__STATED EXERCISE__. Repeat the stretch from the line containing "# segment the overcast sky" through the line containing "Segment every instance of the overcast sky.", swapping "overcast sky" for "cloudy sky" and leaving everything else unchanged.

** start of DATA **

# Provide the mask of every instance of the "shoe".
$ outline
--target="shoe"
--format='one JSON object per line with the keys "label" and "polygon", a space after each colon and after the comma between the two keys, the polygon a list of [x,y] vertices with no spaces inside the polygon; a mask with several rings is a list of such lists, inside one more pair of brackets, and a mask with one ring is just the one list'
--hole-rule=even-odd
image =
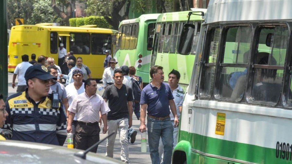
{"label": "shoe", "polygon": [[137,131],[135,131],[133,132],[132,136],[131,136],[131,143],[134,144],[136,140],[136,135],[137,135]]}

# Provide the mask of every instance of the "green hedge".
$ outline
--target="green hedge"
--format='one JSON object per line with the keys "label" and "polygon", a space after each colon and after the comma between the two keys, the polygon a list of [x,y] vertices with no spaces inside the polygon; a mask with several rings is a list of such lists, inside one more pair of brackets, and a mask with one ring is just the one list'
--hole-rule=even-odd
{"label": "green hedge", "polygon": [[112,27],[103,16],[91,16],[84,18],[70,18],[70,26],[79,27],[84,25],[96,25],[98,27],[111,29]]}

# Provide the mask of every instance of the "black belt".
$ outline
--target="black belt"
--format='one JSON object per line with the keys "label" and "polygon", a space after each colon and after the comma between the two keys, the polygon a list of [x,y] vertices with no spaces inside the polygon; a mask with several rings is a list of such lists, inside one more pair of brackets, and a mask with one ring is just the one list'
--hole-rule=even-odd
{"label": "black belt", "polygon": [[152,118],[155,119],[155,120],[160,120],[161,121],[162,121],[163,120],[165,120],[167,118],[169,118],[170,117],[169,115],[167,116],[166,116],[164,117],[155,117],[155,116],[152,116],[151,115],[148,115],[148,117],[150,117],[150,118]]}
{"label": "black belt", "polygon": [[81,121],[78,121],[78,124],[82,124],[82,125],[95,125],[95,124],[98,124],[98,122],[95,122],[91,123],[91,122],[84,122]]}

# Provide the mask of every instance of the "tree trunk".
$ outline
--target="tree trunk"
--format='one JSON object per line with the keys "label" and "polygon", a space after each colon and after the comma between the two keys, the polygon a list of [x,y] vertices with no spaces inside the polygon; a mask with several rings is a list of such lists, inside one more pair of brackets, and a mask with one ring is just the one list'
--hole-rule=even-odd
{"label": "tree trunk", "polygon": [[62,12],[59,9],[56,4],[55,0],[52,0],[51,4],[54,11],[57,13],[65,21],[65,25],[69,26],[70,24],[69,23],[69,19],[71,18],[71,13],[72,13],[72,6],[71,6],[71,3],[70,1],[66,1],[65,6],[66,7],[66,10],[67,15],[66,15],[64,12]]}

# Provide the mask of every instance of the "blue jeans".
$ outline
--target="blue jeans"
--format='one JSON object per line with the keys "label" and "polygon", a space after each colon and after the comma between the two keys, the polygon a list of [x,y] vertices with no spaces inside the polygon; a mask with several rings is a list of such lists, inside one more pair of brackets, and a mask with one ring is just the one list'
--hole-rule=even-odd
{"label": "blue jeans", "polygon": [[173,127],[170,118],[160,120],[147,117],[147,121],[148,144],[152,163],[160,163],[158,146],[160,137],[164,149],[162,163],[171,163],[173,143]]}

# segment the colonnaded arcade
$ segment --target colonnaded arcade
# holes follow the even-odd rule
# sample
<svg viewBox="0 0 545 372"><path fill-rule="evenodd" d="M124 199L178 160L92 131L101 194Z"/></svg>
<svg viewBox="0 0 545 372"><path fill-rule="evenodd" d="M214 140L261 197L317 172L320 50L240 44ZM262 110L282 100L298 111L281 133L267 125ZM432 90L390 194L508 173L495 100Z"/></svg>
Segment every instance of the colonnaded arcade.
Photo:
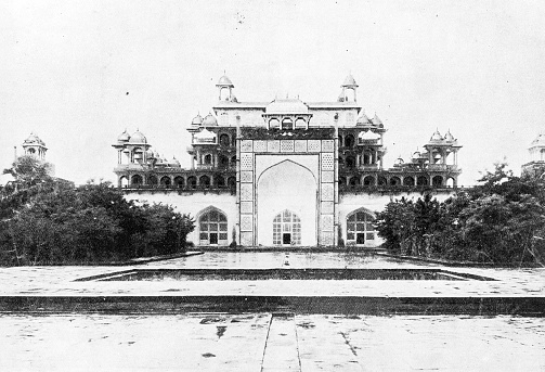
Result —
<svg viewBox="0 0 545 372"><path fill-rule="evenodd" d="M222 76L212 111L189 125L192 165L167 159L145 136L122 132L113 145L127 197L190 213L196 245L373 247L373 220L391 197L446 197L456 188L462 147L447 131L385 169L382 121L358 104L349 75L332 102L238 102Z"/></svg>

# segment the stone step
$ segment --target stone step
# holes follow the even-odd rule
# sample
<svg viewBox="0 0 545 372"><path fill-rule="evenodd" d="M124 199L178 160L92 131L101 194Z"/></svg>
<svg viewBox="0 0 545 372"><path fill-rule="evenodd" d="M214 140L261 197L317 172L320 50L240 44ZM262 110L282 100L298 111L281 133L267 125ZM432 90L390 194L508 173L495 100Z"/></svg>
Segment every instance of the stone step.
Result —
<svg viewBox="0 0 545 372"><path fill-rule="evenodd" d="M294 315L271 318L261 371L301 371Z"/></svg>

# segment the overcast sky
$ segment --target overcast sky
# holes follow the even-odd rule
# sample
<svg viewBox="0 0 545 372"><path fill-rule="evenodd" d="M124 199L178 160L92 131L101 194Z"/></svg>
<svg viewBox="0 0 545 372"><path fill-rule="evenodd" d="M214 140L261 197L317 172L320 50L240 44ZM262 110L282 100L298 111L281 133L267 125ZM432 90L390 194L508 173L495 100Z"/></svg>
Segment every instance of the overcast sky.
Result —
<svg viewBox="0 0 545 372"><path fill-rule="evenodd" d="M351 73L388 129L386 165L447 129L460 184L516 171L545 129L544 1L2 1L0 168L30 131L56 176L114 180L125 128L189 166L217 102L335 101Z"/></svg>

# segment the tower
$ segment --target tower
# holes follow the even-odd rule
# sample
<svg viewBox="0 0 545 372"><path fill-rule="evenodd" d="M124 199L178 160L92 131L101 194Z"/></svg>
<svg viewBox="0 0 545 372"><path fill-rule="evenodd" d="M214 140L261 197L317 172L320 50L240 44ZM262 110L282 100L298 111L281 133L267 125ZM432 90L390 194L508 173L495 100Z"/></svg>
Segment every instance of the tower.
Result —
<svg viewBox="0 0 545 372"><path fill-rule="evenodd" d="M530 153L530 162L522 165L522 175L543 177L545 174L545 133L538 134L532 141L528 152Z"/></svg>
<svg viewBox="0 0 545 372"><path fill-rule="evenodd" d="M48 147L46 147L46 143L38 136L30 133L25 142L23 142L23 150L25 151L25 155L35 156L40 161L44 161Z"/></svg>
<svg viewBox="0 0 545 372"><path fill-rule="evenodd" d="M236 97L233 94L233 88L235 86L231 82L231 79L226 77L226 75L220 77L216 87L218 87L219 90L220 101L236 102Z"/></svg>
<svg viewBox="0 0 545 372"><path fill-rule="evenodd" d="M355 90L358 88L358 84L355 82L354 77L352 74L348 74L348 76L345 79L345 82L340 86L342 88L342 91L340 92L339 95L339 102L356 102L356 94Z"/></svg>

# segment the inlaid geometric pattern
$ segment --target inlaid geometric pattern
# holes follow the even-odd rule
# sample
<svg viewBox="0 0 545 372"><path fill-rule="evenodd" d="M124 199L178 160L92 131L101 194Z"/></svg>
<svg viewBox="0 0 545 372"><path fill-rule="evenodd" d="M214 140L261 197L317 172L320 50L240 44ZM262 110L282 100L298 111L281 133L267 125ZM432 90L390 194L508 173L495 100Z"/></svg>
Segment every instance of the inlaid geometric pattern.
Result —
<svg viewBox="0 0 545 372"><path fill-rule="evenodd" d="M322 153L322 170L334 170L333 154Z"/></svg>
<svg viewBox="0 0 545 372"><path fill-rule="evenodd" d="M322 215L322 231L333 231L333 215Z"/></svg>
<svg viewBox="0 0 545 372"><path fill-rule="evenodd" d="M296 153L306 153L307 152L307 141L304 141L304 140L295 141L295 152Z"/></svg>
<svg viewBox="0 0 545 372"><path fill-rule="evenodd" d="M241 202L241 213L242 214L252 214L254 213L254 202Z"/></svg>
<svg viewBox="0 0 545 372"><path fill-rule="evenodd" d="M254 231L254 216L241 215L241 231Z"/></svg>
<svg viewBox="0 0 545 372"><path fill-rule="evenodd" d="M280 141L267 141L267 151L270 153L280 152Z"/></svg>
<svg viewBox="0 0 545 372"><path fill-rule="evenodd" d="M282 153L294 152L294 140L282 140L280 141L280 151Z"/></svg>
<svg viewBox="0 0 545 372"><path fill-rule="evenodd" d="M322 214L328 215L334 213L334 203L333 202L322 202Z"/></svg>
<svg viewBox="0 0 545 372"><path fill-rule="evenodd" d="M254 233L241 232L241 244L246 246L254 245Z"/></svg>
<svg viewBox="0 0 545 372"><path fill-rule="evenodd" d="M254 151L256 153L264 153L267 152L267 141L254 141Z"/></svg>
<svg viewBox="0 0 545 372"><path fill-rule="evenodd" d="M241 169L242 170L254 169L254 154L251 153L241 154Z"/></svg>
<svg viewBox="0 0 545 372"><path fill-rule="evenodd" d="M322 141L322 151L325 153L333 153L333 140L323 140Z"/></svg>
<svg viewBox="0 0 545 372"><path fill-rule="evenodd" d="M241 152L250 153L252 151L252 140L241 141Z"/></svg>
<svg viewBox="0 0 545 372"><path fill-rule="evenodd" d="M334 201L334 187L333 183L322 183L322 201Z"/></svg>
<svg viewBox="0 0 545 372"><path fill-rule="evenodd" d="M317 153L320 152L320 140L309 140L308 149L309 153Z"/></svg>
<svg viewBox="0 0 545 372"><path fill-rule="evenodd" d="M251 170L242 170L241 182L254 182L254 172Z"/></svg>
<svg viewBox="0 0 545 372"><path fill-rule="evenodd" d="M254 184L241 183L241 201L254 200Z"/></svg>
<svg viewBox="0 0 545 372"><path fill-rule="evenodd" d="M333 182L335 178L335 172L333 170L322 171L322 182Z"/></svg>
<svg viewBox="0 0 545 372"><path fill-rule="evenodd" d="M322 231L320 234L322 245L333 245L333 231Z"/></svg>

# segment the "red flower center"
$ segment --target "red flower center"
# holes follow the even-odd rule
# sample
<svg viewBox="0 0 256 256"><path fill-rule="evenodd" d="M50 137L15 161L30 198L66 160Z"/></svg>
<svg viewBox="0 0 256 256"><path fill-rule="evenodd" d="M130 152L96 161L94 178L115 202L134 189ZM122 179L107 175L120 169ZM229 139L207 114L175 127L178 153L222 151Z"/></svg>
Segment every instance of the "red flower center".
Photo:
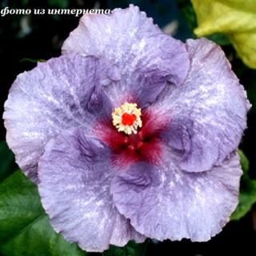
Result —
<svg viewBox="0 0 256 256"><path fill-rule="evenodd" d="M112 149L115 166L126 168L138 161L157 165L162 158L166 146L161 134L167 128L168 118L144 112L142 114L143 125L137 134L118 131L110 122L101 122L95 126L97 137ZM122 116L123 125L131 126L135 119L134 114L125 113Z"/></svg>
<svg viewBox="0 0 256 256"><path fill-rule="evenodd" d="M132 126L136 119L137 117L134 114L124 113L122 116L122 123L124 126Z"/></svg>

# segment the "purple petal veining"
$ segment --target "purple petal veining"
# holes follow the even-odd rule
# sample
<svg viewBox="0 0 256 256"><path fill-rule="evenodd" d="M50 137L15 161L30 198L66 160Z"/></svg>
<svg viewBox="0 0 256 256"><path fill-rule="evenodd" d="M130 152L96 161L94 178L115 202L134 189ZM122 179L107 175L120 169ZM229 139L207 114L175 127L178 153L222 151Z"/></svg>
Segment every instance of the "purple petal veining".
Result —
<svg viewBox="0 0 256 256"><path fill-rule="evenodd" d="M85 14L62 54L18 76L3 114L56 231L98 252L219 233L238 202L250 106L221 48L183 44L130 5ZM118 131L112 114L142 125Z"/></svg>

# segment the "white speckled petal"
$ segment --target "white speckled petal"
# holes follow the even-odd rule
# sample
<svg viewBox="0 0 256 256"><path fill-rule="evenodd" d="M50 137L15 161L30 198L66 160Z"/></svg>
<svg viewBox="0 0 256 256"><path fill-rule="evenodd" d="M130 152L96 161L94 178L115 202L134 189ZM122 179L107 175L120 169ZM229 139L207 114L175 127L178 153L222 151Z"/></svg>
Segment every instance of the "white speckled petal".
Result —
<svg viewBox="0 0 256 256"><path fill-rule="evenodd" d="M201 38L188 40L191 66L179 87L167 86L152 106L170 111L170 146L184 150L180 167L210 170L236 150L246 127L250 103L223 51Z"/></svg>
<svg viewBox="0 0 256 256"><path fill-rule="evenodd" d="M38 158L61 130L76 126L90 133L97 118L110 115L102 87L119 78L117 68L106 59L74 54L38 63L18 76L3 118L8 145L28 177L38 182Z"/></svg>
<svg viewBox="0 0 256 256"><path fill-rule="evenodd" d="M182 170L170 154L162 166L138 163L114 178L111 193L119 212L151 238L207 241L222 230L238 202L239 157L211 170Z"/></svg>
<svg viewBox="0 0 256 256"><path fill-rule="evenodd" d="M185 45L163 33L152 18L132 5L115 9L110 15L82 16L63 44L62 53L70 52L104 56L114 63L122 80L120 87L110 93L116 97L114 102L120 95L134 94L142 107L166 86L159 78L180 85L190 67ZM154 82L149 81L150 77Z"/></svg>
<svg viewBox="0 0 256 256"><path fill-rule="evenodd" d="M110 151L82 130L62 132L39 161L42 202L57 232L87 251L145 240L113 203Z"/></svg>

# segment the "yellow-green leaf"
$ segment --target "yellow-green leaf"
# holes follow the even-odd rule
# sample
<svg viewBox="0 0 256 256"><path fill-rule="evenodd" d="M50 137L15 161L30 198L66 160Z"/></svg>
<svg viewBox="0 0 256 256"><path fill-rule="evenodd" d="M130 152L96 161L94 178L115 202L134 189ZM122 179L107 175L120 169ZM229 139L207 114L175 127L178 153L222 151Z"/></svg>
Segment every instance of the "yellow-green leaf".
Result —
<svg viewBox="0 0 256 256"><path fill-rule="evenodd" d="M198 36L226 34L242 61L256 69L256 1L191 0Z"/></svg>

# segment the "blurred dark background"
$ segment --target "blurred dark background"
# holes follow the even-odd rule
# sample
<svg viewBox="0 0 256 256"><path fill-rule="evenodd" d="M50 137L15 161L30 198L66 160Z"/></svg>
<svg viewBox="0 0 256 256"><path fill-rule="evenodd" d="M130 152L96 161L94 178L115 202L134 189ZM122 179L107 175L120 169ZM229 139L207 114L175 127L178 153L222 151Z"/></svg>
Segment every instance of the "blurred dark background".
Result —
<svg viewBox="0 0 256 256"><path fill-rule="evenodd" d="M194 37L191 25L189 26L180 11L181 7L189 1L182 0L137 0L137 1L31 1L18 2L5 0L0 2L0 10L6 6L9 9L30 9L31 14L15 15L0 14L0 112L3 112L3 104L7 98L8 91L16 76L25 70L30 70L36 66L37 60L47 60L61 54L63 41L78 24L79 17L74 15L48 15L34 14L34 9L114 9L127 7L134 3L152 17L154 22L166 30L171 32L174 37L182 41ZM194 14L191 14L192 23L195 22ZM166 26L169 25L168 26ZM242 62L234 58L235 53L231 46L224 46L224 50L232 62L235 73L241 81L247 84L247 90L251 90L252 82L248 78L256 79L254 70L246 68ZM253 83L254 85L255 82ZM254 85L256 86L256 85ZM255 95L255 94L254 94ZM255 97L255 96L254 96ZM255 178L255 161L252 145L255 144L255 114L254 110L249 116L249 129L241 147L250 162L250 174ZM3 122L0 125L0 140L4 140L6 130ZM246 138L248 137L249 138ZM242 255L256 255L256 212L250 211L239 221L230 222L223 231L207 242L191 242L166 241L163 242L150 242L146 255L238 255L237 251L242 249ZM1 228L1 227L0 227ZM98 254L89 254L97 255Z"/></svg>

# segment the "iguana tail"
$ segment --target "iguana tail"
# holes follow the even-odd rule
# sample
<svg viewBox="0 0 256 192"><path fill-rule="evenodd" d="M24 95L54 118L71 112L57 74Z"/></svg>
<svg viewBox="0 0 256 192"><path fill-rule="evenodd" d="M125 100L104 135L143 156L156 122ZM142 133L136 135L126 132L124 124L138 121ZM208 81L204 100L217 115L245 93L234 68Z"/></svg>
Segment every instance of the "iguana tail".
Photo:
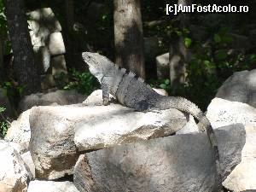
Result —
<svg viewBox="0 0 256 192"><path fill-rule="evenodd" d="M176 108L179 111L186 112L198 119L198 126L200 131L207 131L209 141L211 143L211 146L212 148L218 177L216 179L216 185L218 186L217 191L223 191L221 174L222 169L219 162L219 154L217 139L213 129L211 125L211 123L207 118L207 116L195 103L191 102L190 101L185 98L178 96L162 96L159 101L157 101L157 102L154 104L154 107L160 109Z"/></svg>

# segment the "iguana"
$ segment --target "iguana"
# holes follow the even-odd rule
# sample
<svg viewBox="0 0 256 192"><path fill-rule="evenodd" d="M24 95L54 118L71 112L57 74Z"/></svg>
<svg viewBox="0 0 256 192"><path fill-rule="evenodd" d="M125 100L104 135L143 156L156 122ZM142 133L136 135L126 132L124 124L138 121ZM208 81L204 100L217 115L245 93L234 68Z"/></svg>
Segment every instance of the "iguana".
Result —
<svg viewBox="0 0 256 192"><path fill-rule="evenodd" d="M104 105L108 104L109 94L112 94L121 104L137 111L176 108L196 118L199 120L200 131L207 131L213 149L218 177L217 191L223 191L218 148L213 129L208 119L195 104L183 97L164 96L156 93L142 78L97 53L84 52L82 57L89 66L90 73L102 84Z"/></svg>

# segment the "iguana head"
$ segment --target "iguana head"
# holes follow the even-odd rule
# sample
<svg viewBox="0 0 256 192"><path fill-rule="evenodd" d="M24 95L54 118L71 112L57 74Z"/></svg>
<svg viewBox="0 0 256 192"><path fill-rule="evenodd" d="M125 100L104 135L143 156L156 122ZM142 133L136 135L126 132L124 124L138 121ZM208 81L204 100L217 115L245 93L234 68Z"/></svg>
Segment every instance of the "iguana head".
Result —
<svg viewBox="0 0 256 192"><path fill-rule="evenodd" d="M102 62L101 55L97 53L84 52L82 57L84 62L89 66L90 73L101 82L104 76L104 67Z"/></svg>

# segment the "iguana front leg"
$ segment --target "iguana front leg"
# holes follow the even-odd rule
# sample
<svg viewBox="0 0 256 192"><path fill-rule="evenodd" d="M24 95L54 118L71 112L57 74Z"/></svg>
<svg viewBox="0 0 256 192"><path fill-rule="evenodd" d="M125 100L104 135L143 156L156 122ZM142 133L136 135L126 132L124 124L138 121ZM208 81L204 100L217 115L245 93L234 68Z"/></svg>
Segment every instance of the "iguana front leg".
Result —
<svg viewBox="0 0 256 192"><path fill-rule="evenodd" d="M109 104L109 85L108 84L108 79L102 78L102 90L103 105Z"/></svg>

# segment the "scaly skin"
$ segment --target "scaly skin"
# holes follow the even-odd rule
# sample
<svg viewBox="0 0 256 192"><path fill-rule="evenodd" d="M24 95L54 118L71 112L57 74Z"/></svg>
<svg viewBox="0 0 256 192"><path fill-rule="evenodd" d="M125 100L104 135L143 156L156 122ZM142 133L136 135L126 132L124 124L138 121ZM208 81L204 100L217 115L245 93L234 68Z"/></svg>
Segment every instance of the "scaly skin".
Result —
<svg viewBox="0 0 256 192"><path fill-rule="evenodd" d="M223 191L216 137L208 119L195 103L183 97L159 95L145 84L143 79L125 68L119 67L108 58L97 53L84 52L82 56L89 66L90 72L97 78L102 84L104 105L108 104L109 94L112 94L121 104L135 108L137 111L176 108L196 118L199 120L200 131L207 131L215 158L217 178L216 189L213 191Z"/></svg>

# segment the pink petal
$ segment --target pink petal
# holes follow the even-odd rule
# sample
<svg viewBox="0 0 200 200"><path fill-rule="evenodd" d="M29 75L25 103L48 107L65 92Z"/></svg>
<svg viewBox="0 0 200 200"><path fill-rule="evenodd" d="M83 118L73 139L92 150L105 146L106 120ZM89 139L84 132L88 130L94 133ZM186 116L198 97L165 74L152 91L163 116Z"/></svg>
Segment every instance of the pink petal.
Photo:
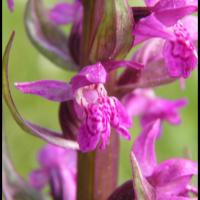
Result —
<svg viewBox="0 0 200 200"><path fill-rule="evenodd" d="M184 16L196 12L197 6L197 0L160 0L153 11L163 24L172 26Z"/></svg>
<svg viewBox="0 0 200 200"><path fill-rule="evenodd" d="M84 67L76 76L71 80L73 90L91 84L105 83L107 72L103 65L98 62L94 65Z"/></svg>
<svg viewBox="0 0 200 200"><path fill-rule="evenodd" d="M148 7L154 6L159 0L145 0L145 4Z"/></svg>
<svg viewBox="0 0 200 200"><path fill-rule="evenodd" d="M82 152L95 150L99 140L100 132L91 134L85 125L80 127L77 141Z"/></svg>
<svg viewBox="0 0 200 200"><path fill-rule="evenodd" d="M187 159L174 158L163 161L157 165L150 180L151 184L161 187L166 186L182 177L192 176L197 173L198 169L196 162Z"/></svg>
<svg viewBox="0 0 200 200"><path fill-rule="evenodd" d="M150 176L157 166L155 141L160 134L160 121L146 125L136 138L132 151L134 152L144 176Z"/></svg>
<svg viewBox="0 0 200 200"><path fill-rule="evenodd" d="M7 0L8 8L11 12L14 10L14 0Z"/></svg>
<svg viewBox="0 0 200 200"><path fill-rule="evenodd" d="M197 16L190 15L186 16L181 19L183 26L187 29L188 33L190 34L191 40L197 45L198 40L198 19Z"/></svg>
<svg viewBox="0 0 200 200"><path fill-rule="evenodd" d="M154 13L142 18L135 25L133 36L135 36L134 45L152 37L160 37L163 39L174 38L170 30L155 17Z"/></svg>
<svg viewBox="0 0 200 200"><path fill-rule="evenodd" d="M73 97L71 86L62 81L41 80L15 83L15 86L25 94L34 94L51 101L63 102Z"/></svg>
<svg viewBox="0 0 200 200"><path fill-rule="evenodd" d="M177 178L176 180L167 183L164 186L155 186L157 191L157 196L178 196L186 190L186 185L191 180L191 176L183 176Z"/></svg>
<svg viewBox="0 0 200 200"><path fill-rule="evenodd" d="M48 182L48 174L45 170L34 170L29 175L29 183L37 190L41 190Z"/></svg>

** end of DATA **

__RESPONSE TO THE TASK__.
# segment the cloudy sky
$ segment --target cloudy sky
# holes follow the even-odd rule
# sample
<svg viewBox="0 0 545 372"><path fill-rule="evenodd" d="M124 199L178 160L92 131L101 194Z"/></svg>
<svg viewBox="0 0 545 372"><path fill-rule="evenodd" d="M214 140L261 197L317 172L320 50L240 44ZM262 110L282 100L298 111L281 133L267 125ZM432 90L390 194L508 173L495 100Z"/></svg>
Segment every instance of the cloudy sky.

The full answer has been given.